• [TASK INSTRUCTIONS]:
1. Repeat the passage from the Sleepy Hollow post starting at "This post contains" and ending at "six hours together?", but switch "college" to "university".
2. In the Sleepy Hollow post, which two episodes does the writer warn about spoilers for?

Nice Guys (and Dolls)

This post contains spoilers for episodes 1.12 and 1.13, “The Indispensable Man” and “Bad Blood” of FOX’s Sleepy Hollow.

I guess I was exceptionally lucky in college: I only came across two actual Nice Guys in the five years I was working to put myself through school and complete my degree. The first was by far the worst: After all, how exactly am I supposed to respond when a young man I’m not even dating asks if I’m a virgin when we’ve only spent a grand total of five or six hours together?

I certainly never was faced with a Nice Guy who claims he’s the only one who can save me from the coming apocalypse, then willingly turned himself into a demon when I turned him down; nor did I ever run across a guy who wouldn’t take ‘no’ for an answer, even after two centuries and his beheading. And I never met a man so incapable of empathy that he orchestrated a ridiculously elaborate revenge plot to prove his own worth and superiority. Then again, I’ve never spent much time in upstate New York. But I’m getting ahead of myself.

The first season finale picks up a couple days after the events of last week’s episode, where Capt. Irving’s daughter was possessed by a demon after George Washington’s bible, killed a priest, and was then defeated by a magic lantern. (Frankly, if the pacing wasn’t as tight or the performances as engaging, I wouldn’t believe this was a real show sometimes.) But a dead cop, let alone a dead priest, isn’t something that can be overlooked, and Irving and his daughter are both facing some pointed questions.

[Excerpts of pointing data]
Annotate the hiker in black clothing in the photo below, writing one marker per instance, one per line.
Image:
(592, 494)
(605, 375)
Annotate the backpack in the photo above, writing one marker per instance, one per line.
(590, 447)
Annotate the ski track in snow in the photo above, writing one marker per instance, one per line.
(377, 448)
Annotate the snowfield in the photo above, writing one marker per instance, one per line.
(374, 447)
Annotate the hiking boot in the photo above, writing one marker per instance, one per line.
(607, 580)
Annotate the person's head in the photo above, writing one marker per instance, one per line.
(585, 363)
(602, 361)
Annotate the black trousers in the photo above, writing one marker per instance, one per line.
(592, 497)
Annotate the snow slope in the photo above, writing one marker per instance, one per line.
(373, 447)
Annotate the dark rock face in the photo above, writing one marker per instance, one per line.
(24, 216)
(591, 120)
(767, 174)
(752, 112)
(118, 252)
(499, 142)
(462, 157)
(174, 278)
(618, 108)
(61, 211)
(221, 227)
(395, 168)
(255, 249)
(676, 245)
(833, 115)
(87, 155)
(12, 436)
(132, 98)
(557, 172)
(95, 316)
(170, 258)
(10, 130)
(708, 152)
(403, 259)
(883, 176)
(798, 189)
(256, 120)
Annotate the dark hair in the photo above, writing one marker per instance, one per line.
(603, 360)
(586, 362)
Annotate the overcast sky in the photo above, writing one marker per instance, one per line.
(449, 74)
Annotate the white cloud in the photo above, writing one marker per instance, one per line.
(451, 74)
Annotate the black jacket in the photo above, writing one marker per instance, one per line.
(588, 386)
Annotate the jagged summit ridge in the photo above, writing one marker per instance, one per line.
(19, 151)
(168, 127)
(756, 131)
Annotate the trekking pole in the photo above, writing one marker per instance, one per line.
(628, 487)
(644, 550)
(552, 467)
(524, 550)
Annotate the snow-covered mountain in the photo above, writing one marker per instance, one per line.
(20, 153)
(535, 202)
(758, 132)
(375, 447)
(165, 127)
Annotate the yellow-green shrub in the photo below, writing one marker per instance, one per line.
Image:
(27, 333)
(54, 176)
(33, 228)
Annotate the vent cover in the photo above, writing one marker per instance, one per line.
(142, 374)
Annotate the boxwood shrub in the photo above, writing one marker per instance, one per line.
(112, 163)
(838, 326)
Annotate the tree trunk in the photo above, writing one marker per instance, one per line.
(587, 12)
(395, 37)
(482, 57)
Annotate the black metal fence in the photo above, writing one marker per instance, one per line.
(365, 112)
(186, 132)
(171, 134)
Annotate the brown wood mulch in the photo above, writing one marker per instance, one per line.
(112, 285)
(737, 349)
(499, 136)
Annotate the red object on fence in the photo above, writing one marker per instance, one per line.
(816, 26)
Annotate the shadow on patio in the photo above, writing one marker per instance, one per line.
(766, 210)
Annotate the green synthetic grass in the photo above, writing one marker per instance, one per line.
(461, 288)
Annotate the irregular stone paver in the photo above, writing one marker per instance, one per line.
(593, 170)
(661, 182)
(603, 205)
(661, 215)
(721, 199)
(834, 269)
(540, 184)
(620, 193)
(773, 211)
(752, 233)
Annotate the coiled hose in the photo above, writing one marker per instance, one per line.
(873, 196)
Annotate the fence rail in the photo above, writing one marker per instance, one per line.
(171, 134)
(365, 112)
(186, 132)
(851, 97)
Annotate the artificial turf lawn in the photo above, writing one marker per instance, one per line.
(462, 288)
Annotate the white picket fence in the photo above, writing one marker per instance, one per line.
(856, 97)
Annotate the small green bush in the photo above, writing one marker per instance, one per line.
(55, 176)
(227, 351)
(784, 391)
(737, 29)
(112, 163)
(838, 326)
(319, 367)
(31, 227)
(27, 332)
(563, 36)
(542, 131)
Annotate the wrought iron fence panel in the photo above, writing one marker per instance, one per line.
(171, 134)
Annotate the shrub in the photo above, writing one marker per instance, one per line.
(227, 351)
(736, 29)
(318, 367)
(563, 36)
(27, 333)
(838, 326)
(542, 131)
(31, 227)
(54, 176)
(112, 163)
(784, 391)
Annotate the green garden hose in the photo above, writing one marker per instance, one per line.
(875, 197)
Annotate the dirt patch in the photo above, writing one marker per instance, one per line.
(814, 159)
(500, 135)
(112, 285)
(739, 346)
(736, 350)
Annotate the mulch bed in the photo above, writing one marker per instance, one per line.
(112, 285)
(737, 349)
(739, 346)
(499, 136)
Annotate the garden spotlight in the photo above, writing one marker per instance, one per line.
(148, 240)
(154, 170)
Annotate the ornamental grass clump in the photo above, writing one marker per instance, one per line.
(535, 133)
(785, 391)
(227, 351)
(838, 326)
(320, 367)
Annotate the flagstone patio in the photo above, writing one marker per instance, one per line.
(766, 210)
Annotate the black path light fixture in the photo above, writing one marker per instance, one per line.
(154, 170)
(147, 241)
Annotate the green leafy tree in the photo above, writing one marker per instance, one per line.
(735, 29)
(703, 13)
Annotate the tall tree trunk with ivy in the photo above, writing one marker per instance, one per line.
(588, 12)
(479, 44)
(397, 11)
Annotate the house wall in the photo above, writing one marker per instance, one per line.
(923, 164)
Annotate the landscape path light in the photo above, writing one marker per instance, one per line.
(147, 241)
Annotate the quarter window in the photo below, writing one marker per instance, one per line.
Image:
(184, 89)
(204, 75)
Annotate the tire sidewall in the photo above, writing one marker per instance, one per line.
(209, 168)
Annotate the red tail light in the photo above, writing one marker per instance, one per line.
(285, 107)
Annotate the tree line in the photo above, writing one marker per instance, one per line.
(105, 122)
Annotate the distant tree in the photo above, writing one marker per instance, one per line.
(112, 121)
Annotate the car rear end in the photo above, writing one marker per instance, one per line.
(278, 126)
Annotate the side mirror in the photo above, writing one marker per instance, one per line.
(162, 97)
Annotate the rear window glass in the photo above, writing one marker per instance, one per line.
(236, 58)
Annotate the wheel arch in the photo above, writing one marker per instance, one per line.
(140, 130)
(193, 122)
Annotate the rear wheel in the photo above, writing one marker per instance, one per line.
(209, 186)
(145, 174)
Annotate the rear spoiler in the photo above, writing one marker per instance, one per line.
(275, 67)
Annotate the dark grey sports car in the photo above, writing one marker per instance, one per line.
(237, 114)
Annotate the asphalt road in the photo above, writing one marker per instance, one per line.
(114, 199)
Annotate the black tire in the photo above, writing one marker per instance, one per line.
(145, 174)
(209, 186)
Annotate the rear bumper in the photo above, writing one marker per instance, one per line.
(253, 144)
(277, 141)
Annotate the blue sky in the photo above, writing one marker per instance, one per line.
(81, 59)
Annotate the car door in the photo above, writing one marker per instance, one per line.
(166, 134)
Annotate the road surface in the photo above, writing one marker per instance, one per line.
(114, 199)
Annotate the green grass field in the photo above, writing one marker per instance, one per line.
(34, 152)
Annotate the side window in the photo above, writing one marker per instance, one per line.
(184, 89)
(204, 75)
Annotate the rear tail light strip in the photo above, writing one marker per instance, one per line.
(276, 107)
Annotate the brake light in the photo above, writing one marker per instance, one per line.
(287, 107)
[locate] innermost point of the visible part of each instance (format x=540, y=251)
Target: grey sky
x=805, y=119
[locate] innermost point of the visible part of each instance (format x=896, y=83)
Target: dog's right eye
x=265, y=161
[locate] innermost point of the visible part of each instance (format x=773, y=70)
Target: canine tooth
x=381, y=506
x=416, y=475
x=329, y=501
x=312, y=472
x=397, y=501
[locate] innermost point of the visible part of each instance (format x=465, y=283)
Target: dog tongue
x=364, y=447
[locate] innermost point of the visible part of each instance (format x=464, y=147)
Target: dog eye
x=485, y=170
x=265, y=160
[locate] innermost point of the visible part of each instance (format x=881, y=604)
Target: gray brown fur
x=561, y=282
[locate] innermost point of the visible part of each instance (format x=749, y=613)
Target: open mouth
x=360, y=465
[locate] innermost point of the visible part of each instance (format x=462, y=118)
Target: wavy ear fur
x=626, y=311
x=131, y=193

• [RESPONSES IN ORDER]:
1.
This post contains spoilers for episodes 1.12 and 1.13, “The Indispensable Man” and “Bad Blood” of FOX’s Sleepy Hollow.

I guess I was exceptionally lucky in university: I only came across two actual Nice Guys in the five years I was working to put myself through school and complete my degree. The first was by far the worst: After all, how exactly am I supposed to respond when a young man I’m not even dating asks if I’m a virgin when we’ve only spent a grand total of five or six hours together?

2. Episodes 1.12 and 1.13, "The Indispensable Man" and "Bad Blood."